[start of Quoted passage]

Reported by cpsoares on 2009-07-06 10:24:15

achaloyan commented 9 years ago
Hi,

Anthony, you can force new connection from server config too (unimrcpserver.xml).
<param name="force-new-connection" value="1"/>
In this case unimrcpserver will respond with "new", even if client offers "existing".
Looking forward for your post regarding memory allocation and connection sharing.

Reported by achaloyan on 2009-07-06 11:34:10

achaloyan commented 9 years ago
  Hi Arsen,

  My application made more than 2 million MRCP sessions without a glitch, so I think
this issue is now completely solved. Thanks a lot.
  I'll try to provide you an example for issue 28 at the end of the day.

  Regards.

Reported by cpsoares on 2009-07-07 10:43:46

achaloyan commented 9 years ago
Really good news! Thanks.

Reported by achaloyan on 2009-07-07 13:20:15

achaloyan commented 9 years ago
The patch, which fixes this issues is incorporated into dependency package available
from download area.

[end of Quoted passage]
[start of Input records]

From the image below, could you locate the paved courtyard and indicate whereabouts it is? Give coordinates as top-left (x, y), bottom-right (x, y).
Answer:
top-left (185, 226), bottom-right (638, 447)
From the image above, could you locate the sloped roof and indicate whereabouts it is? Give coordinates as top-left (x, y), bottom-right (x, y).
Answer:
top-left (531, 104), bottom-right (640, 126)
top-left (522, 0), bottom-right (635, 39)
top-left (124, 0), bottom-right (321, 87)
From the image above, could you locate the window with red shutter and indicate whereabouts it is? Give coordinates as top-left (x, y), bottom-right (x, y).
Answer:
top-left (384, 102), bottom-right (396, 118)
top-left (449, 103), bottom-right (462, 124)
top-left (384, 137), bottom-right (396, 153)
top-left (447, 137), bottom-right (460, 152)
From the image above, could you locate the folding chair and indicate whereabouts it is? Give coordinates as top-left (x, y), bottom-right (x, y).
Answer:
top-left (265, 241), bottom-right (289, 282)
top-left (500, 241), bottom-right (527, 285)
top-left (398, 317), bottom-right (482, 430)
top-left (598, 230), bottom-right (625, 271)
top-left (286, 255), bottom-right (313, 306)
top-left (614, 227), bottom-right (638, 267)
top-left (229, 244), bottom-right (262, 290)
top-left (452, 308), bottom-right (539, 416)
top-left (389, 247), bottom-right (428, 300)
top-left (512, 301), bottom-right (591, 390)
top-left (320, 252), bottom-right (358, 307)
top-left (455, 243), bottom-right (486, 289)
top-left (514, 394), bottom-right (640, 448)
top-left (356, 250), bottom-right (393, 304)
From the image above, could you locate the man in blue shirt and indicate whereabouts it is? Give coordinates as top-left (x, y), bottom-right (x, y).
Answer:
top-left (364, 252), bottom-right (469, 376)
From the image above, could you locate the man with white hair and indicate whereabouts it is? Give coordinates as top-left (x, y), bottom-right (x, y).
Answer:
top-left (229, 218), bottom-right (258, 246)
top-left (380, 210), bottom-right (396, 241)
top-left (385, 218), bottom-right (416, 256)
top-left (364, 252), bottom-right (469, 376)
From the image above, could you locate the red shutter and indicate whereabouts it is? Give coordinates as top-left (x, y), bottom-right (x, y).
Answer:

[end of Input records]

◆ Written tasks ◆
**1.** Render this sentence from the forum thread into Spanish: "In this case unimrcpserver will respond with "new", even if client offers "existing"."
**2.** Reproduce word for word everything in the records from their first line down to the line containing "top-left (447, 137), bottom-right (460, 152)", including both ends.

◆ Solutions to the exercise ◆
**1.** En este caso, unimrcpserver responderá con "new", aunque el cliente ofrezca "existing".

**2.**
From the image below, could you locate the paved courtyard and indicate whereabouts it is? Give coordinates as top-left (x, y), bottom-right (x, y).
Answer:
top-left (185, 226), bottom-right (638, 447)
From the image above, could you locate the sloped roof and indicate whereabouts it is? Give coordinates as top-left (x, y), bottom-right (x, y).
Answer:
top-left (531, 104), bottom-right (640, 126)
top-left (522, 0), bottom-right (635, 39)
top-left (124, 0), bottom-right (321, 87)
From the image above, could you locate the window with red shutter and indicate whereabouts it is? Give coordinates as top-left (x, y), bottom-right (x, y).
Answer:
top-left (384, 102), bottom-right (396, 118)
top-left (449, 103), bottom-right (462, 124)
top-left (384, 137), bottom-right (396, 153)
top-left (447, 137), bottom-right (460, 152)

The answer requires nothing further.